[Saved entries]
━━━━━━━━━━━━━━━━

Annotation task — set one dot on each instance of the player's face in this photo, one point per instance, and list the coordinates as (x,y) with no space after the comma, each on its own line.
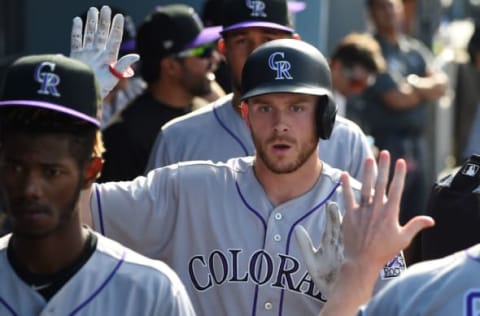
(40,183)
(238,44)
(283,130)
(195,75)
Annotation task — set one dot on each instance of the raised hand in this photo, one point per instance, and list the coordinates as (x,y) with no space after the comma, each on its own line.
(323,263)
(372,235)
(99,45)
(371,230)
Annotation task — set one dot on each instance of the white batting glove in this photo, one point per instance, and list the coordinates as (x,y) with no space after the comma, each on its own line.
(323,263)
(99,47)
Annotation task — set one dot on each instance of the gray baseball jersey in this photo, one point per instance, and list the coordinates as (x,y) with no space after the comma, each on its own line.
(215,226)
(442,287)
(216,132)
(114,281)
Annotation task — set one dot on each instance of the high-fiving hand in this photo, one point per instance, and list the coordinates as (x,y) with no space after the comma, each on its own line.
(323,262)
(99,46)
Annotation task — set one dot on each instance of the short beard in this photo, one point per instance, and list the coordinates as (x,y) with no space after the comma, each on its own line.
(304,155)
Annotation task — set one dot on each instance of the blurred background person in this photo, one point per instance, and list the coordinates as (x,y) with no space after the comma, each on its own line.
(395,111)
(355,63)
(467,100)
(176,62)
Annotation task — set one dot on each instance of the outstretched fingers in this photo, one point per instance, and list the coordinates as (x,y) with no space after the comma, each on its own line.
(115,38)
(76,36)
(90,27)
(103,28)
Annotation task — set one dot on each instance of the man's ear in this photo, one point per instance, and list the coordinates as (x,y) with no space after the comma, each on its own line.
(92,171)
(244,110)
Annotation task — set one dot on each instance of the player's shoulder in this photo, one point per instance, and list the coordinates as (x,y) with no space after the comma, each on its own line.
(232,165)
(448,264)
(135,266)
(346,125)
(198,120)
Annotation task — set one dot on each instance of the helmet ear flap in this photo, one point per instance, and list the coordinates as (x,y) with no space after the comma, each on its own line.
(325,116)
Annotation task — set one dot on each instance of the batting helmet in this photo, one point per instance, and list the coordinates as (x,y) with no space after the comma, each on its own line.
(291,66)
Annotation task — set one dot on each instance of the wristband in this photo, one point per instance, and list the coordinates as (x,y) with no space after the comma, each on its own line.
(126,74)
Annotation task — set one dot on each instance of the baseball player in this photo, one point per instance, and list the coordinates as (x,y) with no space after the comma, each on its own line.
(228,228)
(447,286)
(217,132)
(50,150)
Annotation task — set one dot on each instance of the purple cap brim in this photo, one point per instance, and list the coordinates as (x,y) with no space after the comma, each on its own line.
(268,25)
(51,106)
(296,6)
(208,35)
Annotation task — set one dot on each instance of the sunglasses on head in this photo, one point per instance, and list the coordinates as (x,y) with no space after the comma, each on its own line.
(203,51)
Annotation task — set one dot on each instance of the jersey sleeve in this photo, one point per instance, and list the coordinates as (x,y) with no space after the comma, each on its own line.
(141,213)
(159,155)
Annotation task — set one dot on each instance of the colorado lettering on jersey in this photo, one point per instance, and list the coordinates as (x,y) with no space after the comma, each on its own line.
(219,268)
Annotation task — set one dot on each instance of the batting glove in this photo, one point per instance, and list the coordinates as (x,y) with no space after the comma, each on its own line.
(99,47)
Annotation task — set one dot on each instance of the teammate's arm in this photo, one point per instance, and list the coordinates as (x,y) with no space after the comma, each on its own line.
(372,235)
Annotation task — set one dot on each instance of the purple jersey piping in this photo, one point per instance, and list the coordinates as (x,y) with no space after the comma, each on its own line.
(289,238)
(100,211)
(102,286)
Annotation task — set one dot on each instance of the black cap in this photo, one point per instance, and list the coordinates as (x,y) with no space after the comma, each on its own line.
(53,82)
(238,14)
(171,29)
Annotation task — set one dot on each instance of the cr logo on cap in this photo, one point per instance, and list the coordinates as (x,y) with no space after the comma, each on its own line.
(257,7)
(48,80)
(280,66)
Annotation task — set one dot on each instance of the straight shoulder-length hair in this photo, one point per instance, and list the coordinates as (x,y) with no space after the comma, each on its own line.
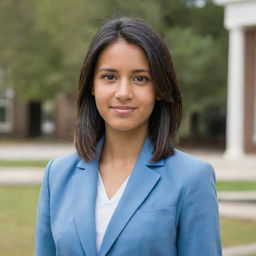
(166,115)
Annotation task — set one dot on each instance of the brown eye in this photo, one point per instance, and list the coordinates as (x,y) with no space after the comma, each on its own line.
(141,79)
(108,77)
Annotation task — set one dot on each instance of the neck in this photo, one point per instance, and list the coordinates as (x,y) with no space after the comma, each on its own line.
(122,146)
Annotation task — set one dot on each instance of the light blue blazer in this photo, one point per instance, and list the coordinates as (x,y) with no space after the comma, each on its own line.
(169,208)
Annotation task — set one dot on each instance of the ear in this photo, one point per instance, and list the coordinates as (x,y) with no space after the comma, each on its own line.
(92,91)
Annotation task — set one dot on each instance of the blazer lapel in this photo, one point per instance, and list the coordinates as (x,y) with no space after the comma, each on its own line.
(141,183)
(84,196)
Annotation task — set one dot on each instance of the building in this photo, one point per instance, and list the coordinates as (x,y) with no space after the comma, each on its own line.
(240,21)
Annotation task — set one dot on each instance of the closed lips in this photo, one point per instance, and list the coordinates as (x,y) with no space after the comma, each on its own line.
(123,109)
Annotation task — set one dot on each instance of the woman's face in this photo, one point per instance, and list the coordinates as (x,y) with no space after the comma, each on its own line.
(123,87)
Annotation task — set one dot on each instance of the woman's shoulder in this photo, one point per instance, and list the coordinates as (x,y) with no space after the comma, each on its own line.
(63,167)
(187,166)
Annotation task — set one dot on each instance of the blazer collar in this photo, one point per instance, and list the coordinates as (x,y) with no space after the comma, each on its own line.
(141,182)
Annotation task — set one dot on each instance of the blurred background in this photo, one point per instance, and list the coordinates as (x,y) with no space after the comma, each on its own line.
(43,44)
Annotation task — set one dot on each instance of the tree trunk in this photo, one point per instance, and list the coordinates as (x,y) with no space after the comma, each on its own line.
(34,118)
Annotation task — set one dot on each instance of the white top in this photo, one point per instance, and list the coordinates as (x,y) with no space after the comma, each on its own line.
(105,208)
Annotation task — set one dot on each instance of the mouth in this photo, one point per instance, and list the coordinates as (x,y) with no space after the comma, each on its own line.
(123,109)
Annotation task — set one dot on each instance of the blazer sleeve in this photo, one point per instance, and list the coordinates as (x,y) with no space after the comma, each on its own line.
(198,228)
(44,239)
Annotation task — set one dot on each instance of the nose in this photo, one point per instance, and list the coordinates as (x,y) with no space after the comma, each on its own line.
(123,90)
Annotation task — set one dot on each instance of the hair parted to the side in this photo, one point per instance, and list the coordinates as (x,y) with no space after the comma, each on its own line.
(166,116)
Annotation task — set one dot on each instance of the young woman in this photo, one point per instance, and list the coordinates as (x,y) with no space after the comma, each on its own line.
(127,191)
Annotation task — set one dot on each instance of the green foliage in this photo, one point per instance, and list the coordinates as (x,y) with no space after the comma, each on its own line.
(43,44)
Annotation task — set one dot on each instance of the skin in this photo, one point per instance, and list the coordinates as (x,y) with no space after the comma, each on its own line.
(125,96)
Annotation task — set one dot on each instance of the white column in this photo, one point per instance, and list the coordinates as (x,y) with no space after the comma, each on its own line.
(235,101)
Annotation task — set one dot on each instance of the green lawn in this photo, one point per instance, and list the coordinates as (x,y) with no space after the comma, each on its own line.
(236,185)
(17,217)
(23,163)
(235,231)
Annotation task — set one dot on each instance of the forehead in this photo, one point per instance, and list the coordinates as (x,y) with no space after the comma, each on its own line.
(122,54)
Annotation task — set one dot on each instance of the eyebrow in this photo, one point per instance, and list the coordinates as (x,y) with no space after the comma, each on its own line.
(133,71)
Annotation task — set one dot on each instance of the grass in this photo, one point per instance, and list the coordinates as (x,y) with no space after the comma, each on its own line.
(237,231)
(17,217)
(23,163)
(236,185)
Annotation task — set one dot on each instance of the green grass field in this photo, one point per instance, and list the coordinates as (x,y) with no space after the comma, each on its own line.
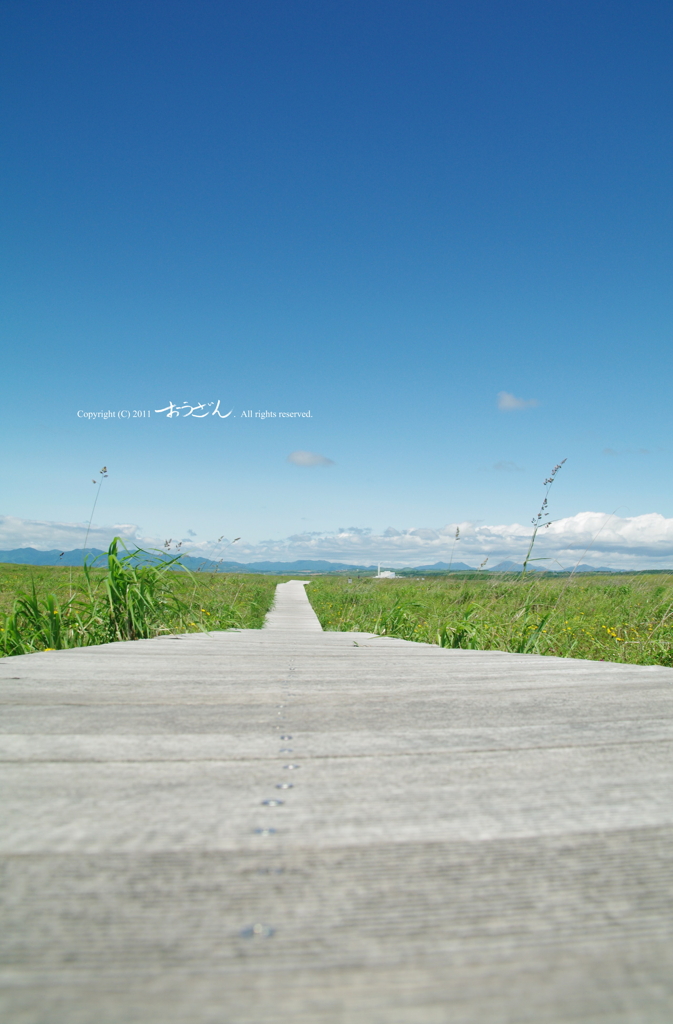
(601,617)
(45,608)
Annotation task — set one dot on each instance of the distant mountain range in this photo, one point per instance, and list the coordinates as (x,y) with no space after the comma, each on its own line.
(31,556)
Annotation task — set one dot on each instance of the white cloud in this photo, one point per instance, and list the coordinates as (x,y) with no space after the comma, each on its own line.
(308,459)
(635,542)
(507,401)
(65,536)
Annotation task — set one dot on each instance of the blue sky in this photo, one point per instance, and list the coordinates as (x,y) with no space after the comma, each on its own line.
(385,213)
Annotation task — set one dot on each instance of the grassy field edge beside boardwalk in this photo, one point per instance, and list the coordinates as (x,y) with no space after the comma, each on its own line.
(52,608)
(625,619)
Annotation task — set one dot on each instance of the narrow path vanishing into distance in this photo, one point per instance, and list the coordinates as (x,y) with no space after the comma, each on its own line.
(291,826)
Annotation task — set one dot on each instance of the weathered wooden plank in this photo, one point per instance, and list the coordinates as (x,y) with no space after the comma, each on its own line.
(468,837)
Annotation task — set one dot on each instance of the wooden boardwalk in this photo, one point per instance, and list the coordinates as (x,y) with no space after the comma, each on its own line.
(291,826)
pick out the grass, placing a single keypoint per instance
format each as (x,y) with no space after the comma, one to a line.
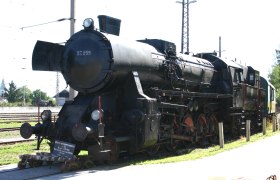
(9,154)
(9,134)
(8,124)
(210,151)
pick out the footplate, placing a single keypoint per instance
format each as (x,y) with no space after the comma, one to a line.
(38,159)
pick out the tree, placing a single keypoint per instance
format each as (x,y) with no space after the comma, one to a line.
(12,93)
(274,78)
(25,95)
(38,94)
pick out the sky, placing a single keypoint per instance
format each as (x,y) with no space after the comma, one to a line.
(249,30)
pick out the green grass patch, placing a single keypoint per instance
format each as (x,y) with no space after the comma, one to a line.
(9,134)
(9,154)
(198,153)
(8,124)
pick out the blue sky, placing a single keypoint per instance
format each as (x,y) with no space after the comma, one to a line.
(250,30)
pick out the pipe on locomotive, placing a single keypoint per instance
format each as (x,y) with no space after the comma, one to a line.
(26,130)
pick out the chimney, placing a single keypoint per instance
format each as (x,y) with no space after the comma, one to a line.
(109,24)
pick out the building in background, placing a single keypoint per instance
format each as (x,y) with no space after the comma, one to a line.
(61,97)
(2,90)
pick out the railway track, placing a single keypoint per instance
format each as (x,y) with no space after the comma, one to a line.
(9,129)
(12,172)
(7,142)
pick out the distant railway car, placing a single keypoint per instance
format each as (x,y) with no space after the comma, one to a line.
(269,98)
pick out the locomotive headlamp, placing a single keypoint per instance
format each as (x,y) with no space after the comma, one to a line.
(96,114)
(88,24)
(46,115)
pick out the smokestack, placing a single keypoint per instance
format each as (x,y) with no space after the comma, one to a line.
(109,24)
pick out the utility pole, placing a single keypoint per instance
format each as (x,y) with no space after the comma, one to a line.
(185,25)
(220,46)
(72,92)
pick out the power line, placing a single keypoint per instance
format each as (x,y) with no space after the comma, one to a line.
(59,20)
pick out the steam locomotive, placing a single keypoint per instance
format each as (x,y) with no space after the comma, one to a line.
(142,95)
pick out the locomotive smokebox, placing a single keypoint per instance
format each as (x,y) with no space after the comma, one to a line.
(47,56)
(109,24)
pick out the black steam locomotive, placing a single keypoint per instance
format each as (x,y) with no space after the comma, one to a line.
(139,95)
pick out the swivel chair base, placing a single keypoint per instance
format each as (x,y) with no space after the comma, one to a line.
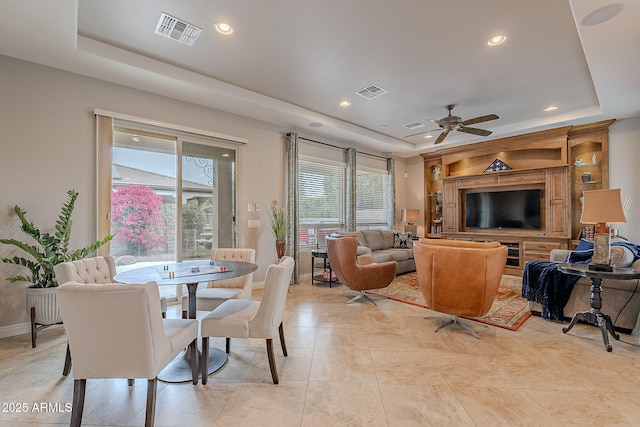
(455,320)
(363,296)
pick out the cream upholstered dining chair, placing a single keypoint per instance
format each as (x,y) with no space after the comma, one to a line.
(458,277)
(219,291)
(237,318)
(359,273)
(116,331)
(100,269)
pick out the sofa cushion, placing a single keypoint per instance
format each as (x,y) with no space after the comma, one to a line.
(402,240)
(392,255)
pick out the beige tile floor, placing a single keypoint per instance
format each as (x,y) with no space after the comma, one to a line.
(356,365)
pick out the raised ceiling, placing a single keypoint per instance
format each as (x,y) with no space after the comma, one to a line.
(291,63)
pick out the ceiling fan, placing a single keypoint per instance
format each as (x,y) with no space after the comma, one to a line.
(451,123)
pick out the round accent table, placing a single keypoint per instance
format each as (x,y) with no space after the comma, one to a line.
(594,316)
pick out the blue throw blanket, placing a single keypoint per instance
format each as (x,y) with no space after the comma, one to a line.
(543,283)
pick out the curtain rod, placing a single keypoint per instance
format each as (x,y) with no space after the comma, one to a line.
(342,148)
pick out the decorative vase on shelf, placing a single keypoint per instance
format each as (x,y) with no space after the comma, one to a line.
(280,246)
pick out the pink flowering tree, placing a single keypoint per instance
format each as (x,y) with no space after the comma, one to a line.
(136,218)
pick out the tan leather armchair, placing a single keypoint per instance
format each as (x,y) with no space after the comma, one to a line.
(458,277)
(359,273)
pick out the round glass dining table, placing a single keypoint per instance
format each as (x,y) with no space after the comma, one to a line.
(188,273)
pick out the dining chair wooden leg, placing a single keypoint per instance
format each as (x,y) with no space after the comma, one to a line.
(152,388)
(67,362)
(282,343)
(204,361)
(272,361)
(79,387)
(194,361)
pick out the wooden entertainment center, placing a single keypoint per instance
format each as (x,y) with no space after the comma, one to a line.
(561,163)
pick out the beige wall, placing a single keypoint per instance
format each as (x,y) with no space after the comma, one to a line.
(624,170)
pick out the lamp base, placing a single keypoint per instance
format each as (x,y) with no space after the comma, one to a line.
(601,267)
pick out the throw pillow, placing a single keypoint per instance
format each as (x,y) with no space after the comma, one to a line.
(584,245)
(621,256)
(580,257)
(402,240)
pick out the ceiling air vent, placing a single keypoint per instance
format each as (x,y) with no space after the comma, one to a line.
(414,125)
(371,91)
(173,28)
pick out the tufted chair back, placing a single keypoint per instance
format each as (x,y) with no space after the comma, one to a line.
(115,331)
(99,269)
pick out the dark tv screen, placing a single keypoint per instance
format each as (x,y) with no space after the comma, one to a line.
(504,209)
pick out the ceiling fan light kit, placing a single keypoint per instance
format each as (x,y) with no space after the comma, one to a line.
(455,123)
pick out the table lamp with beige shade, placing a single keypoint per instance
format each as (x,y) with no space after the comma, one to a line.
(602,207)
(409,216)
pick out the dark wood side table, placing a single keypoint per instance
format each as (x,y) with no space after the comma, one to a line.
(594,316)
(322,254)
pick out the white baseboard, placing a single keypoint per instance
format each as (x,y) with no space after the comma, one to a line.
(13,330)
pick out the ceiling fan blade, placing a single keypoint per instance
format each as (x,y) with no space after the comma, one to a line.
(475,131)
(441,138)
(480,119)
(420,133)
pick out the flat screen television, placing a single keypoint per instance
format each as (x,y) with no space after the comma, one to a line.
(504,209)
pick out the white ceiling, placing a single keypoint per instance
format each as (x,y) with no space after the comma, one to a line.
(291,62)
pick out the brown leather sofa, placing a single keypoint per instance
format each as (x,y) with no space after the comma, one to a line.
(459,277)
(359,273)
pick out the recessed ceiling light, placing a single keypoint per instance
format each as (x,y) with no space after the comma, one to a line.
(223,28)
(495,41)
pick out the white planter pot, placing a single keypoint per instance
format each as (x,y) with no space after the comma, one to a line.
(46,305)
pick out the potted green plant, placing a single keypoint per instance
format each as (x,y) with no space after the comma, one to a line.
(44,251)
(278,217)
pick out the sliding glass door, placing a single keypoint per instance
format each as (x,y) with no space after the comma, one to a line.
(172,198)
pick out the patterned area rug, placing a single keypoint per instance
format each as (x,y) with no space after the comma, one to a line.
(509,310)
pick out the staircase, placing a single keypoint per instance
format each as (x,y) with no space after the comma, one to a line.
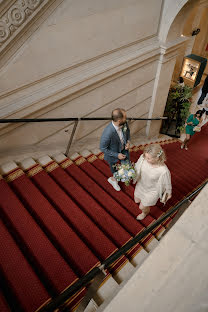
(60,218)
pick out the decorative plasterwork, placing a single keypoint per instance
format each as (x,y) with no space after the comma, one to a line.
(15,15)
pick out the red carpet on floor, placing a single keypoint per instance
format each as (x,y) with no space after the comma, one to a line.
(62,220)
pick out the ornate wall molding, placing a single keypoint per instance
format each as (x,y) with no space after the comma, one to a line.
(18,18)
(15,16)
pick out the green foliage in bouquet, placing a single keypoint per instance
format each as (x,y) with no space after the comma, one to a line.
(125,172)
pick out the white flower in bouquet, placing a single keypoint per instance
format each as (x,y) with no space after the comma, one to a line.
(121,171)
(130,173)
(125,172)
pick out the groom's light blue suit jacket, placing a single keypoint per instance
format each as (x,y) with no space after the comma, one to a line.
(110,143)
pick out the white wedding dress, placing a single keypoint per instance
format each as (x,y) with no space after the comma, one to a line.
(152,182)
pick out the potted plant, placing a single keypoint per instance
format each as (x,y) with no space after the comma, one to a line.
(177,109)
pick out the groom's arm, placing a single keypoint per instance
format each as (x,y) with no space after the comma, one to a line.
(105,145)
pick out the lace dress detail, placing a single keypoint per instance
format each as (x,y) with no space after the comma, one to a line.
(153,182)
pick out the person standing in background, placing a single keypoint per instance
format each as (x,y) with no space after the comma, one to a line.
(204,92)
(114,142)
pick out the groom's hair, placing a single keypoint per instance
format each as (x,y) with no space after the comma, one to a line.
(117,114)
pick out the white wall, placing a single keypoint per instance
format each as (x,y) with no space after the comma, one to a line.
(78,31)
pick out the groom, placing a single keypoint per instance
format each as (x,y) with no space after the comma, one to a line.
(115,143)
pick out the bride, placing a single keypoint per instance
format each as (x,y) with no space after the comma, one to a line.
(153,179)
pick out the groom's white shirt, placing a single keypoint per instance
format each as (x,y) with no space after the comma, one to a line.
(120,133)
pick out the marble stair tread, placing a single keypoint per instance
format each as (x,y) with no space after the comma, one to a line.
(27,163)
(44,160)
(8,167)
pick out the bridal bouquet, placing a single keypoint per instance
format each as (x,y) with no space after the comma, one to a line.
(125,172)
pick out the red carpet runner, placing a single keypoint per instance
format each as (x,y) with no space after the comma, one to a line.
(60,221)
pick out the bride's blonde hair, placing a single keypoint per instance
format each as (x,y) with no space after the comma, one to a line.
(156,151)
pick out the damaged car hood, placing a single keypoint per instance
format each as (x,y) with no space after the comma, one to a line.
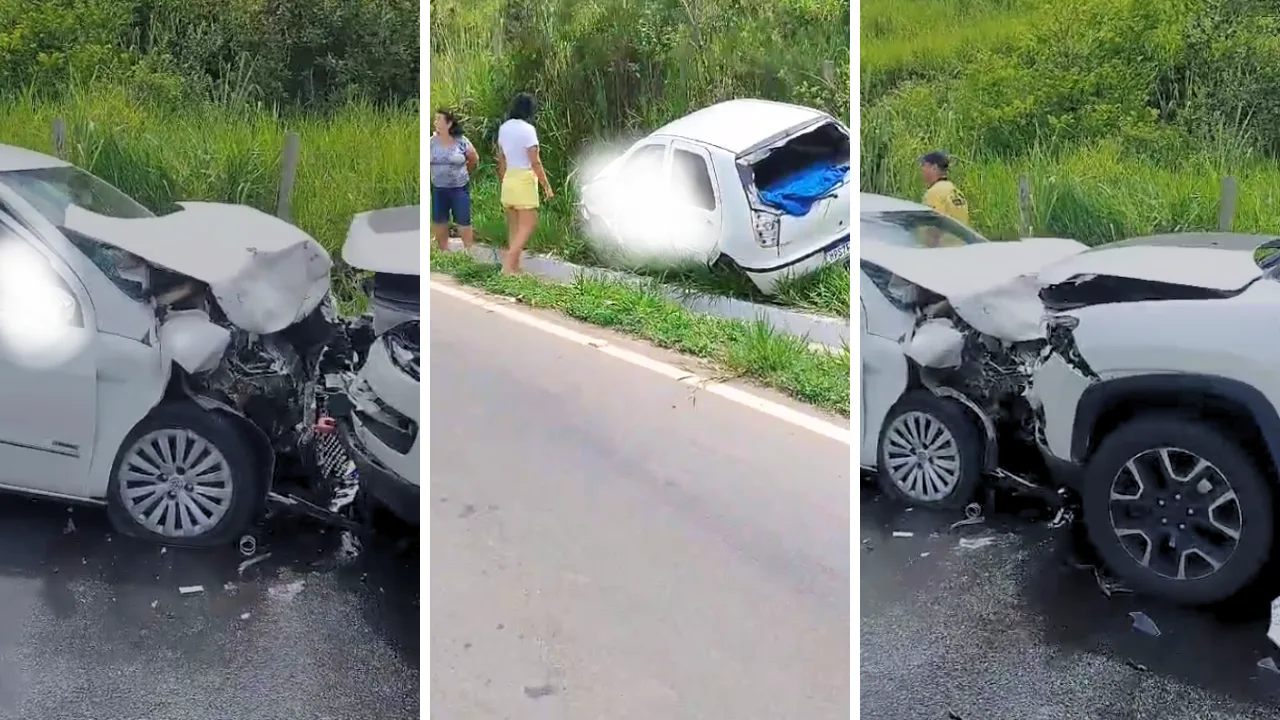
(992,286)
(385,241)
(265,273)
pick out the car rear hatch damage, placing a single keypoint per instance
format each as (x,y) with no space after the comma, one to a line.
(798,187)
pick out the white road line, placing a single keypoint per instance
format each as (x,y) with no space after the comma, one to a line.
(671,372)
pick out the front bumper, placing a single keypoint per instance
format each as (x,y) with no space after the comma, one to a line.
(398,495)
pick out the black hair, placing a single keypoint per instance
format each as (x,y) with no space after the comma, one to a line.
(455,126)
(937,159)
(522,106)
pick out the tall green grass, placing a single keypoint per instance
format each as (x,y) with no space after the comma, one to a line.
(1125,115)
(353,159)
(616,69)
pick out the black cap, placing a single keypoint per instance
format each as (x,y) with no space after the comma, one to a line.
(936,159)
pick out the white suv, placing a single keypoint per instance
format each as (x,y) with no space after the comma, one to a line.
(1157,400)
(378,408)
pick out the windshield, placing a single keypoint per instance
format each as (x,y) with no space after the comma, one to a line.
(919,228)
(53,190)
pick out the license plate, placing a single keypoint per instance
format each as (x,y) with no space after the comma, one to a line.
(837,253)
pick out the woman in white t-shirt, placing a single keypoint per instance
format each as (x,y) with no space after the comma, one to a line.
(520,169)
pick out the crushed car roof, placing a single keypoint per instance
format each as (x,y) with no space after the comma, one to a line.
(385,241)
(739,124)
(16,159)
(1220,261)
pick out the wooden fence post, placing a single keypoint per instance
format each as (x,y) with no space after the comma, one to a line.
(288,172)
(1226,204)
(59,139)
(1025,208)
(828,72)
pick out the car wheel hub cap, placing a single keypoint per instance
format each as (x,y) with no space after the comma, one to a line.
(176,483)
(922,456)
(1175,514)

━━━━━━━━━━━━━━━━

● **EXERCISE PROMPT**: Lines holding "steam": give how many there are in the entries above, and nothing more.

● **OUTPUT OF THE EXERCISE**: 2